Your goal: Emit a verbatim copy of the lines running from the line with "Objective — a point for each instance of the distant" through the end of the material below.

Exercise inputs:
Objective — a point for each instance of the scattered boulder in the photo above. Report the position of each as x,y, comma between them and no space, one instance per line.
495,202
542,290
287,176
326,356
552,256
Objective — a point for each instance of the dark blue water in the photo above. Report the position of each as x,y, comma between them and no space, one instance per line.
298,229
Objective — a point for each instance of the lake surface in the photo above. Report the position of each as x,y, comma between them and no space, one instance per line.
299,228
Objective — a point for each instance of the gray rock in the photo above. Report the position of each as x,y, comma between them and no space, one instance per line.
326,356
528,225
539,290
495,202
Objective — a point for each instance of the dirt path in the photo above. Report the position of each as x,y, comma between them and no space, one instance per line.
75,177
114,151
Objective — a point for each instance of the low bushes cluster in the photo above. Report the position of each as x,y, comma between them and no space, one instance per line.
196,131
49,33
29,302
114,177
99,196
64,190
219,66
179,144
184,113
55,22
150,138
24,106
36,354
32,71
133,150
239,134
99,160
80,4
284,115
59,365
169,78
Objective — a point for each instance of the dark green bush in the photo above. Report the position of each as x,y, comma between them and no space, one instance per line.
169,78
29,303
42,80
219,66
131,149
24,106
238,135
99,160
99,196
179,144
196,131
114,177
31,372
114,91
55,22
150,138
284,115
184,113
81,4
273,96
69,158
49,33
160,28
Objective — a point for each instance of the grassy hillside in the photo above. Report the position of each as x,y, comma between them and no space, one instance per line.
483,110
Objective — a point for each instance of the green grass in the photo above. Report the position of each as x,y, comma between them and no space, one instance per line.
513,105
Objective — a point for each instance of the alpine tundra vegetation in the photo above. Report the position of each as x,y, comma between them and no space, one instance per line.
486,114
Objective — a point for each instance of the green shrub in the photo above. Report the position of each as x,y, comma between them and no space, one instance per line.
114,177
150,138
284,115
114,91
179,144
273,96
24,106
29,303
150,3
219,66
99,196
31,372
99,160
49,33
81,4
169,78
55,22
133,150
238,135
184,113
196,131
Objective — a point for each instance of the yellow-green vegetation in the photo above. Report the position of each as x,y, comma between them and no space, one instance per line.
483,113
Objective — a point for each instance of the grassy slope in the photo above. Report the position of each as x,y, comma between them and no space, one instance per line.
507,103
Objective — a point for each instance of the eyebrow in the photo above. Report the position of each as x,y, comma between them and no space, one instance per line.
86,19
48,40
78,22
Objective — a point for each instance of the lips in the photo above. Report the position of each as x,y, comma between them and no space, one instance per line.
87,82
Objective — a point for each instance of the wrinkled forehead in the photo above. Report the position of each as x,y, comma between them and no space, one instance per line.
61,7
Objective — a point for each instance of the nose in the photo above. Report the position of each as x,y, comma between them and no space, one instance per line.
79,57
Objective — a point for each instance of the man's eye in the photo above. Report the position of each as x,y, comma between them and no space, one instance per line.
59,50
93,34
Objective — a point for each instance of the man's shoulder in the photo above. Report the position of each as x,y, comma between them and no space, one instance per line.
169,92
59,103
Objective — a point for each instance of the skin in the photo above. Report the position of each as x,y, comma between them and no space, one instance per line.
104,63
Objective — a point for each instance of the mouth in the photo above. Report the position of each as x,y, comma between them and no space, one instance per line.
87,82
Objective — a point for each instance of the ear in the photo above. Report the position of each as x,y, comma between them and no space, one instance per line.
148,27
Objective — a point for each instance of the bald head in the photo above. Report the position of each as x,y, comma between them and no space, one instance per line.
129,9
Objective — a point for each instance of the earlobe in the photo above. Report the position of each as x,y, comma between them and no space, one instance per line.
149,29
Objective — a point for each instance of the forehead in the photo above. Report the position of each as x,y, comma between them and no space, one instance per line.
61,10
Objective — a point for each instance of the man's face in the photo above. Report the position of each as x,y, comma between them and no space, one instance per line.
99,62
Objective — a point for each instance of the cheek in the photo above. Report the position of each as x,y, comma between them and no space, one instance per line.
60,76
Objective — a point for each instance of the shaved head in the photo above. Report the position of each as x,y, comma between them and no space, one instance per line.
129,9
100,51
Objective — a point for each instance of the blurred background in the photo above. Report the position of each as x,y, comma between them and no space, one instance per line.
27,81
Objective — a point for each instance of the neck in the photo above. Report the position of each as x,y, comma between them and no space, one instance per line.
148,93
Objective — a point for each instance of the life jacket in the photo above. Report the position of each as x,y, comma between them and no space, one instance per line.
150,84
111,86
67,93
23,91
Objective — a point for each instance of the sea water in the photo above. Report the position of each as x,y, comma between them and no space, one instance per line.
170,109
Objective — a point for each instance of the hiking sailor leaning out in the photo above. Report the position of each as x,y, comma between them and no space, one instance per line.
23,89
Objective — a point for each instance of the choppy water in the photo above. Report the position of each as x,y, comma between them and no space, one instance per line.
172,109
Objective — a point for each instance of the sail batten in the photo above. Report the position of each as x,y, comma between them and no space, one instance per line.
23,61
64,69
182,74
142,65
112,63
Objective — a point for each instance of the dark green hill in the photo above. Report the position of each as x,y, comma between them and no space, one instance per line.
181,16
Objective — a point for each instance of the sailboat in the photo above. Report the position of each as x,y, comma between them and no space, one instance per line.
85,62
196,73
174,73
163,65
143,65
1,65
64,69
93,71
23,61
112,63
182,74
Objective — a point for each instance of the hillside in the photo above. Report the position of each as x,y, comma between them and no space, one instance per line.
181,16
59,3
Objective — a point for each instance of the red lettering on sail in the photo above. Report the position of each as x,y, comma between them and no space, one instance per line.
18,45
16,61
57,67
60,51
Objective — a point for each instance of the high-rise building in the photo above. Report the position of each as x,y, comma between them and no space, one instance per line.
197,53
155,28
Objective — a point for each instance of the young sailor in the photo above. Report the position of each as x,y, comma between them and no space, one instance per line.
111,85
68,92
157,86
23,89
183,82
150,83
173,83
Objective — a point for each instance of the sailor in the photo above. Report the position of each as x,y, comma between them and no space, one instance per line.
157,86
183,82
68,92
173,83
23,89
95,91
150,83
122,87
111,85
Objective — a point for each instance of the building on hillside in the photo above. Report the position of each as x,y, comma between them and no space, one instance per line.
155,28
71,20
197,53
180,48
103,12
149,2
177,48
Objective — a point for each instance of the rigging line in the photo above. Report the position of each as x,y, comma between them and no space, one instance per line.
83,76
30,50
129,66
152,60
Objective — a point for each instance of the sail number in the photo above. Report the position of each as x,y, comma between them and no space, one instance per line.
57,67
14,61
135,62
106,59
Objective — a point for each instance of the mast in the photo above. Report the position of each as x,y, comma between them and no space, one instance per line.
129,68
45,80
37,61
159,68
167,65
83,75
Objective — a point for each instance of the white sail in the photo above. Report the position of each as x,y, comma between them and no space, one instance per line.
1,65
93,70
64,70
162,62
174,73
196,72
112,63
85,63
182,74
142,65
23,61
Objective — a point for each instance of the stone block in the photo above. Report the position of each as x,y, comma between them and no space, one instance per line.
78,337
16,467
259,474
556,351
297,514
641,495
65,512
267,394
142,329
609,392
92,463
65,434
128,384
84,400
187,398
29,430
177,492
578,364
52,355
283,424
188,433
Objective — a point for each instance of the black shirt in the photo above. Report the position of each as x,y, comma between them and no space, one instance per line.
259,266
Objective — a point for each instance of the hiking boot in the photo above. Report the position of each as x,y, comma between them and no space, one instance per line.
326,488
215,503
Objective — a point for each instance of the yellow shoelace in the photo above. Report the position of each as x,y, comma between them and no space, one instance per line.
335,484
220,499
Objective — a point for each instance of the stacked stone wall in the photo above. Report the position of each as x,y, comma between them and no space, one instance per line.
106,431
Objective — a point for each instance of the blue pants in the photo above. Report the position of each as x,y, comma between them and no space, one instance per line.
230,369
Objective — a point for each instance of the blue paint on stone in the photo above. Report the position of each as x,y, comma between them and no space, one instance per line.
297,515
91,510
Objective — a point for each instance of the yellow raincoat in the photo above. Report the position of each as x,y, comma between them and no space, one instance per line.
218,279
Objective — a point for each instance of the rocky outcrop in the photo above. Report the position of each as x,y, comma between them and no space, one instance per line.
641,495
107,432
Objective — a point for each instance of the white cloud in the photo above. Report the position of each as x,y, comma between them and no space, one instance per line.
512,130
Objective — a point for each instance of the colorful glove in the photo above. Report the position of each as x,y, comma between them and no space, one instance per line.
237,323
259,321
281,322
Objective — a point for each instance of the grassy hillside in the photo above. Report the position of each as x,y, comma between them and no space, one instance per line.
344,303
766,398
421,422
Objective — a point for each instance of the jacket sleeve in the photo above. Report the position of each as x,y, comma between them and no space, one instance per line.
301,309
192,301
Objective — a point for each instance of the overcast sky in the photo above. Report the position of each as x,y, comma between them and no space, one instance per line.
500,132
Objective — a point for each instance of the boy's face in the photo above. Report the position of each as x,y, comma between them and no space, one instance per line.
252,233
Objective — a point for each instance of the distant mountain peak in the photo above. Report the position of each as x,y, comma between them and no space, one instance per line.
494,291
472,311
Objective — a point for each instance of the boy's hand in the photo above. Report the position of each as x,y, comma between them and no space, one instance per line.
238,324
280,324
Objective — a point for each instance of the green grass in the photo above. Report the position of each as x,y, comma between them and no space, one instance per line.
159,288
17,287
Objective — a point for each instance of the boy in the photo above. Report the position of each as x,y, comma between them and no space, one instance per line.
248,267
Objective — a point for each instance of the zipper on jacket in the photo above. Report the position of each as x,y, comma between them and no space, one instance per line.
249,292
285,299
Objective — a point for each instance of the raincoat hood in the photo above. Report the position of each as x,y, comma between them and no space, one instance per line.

Answer to the exercise:
Objective — a point for each instance of the distant mountain peak in the photo above. Report the position of each as x,y, comma between them and no space, one instance per line.
494,291
472,311
Objective — a point for each instance of the boy's hand in the photo above. Report the position of each as x,y, comma between them and no space, one instance per line.
238,324
280,324
Objective — a point for each instance of the green grass in the photo above. Report the position of each as x,y, comma between them and no space, one instance per line.
159,288
17,287
Objective — a point for each instance of the boy in the photo above. Report the position of each as x,y, comma between them and no space, one instance per line.
248,267
Objective — a point for each instance of the zipper on jacket in the photo above. Report the position of each as x,y, comma between them and no space, one instance per line.
249,292
285,299
Objective — a point for each instance of the raincoat hood in the photo above. Report the position of each as x,y, comma between them and no space, one instance per line.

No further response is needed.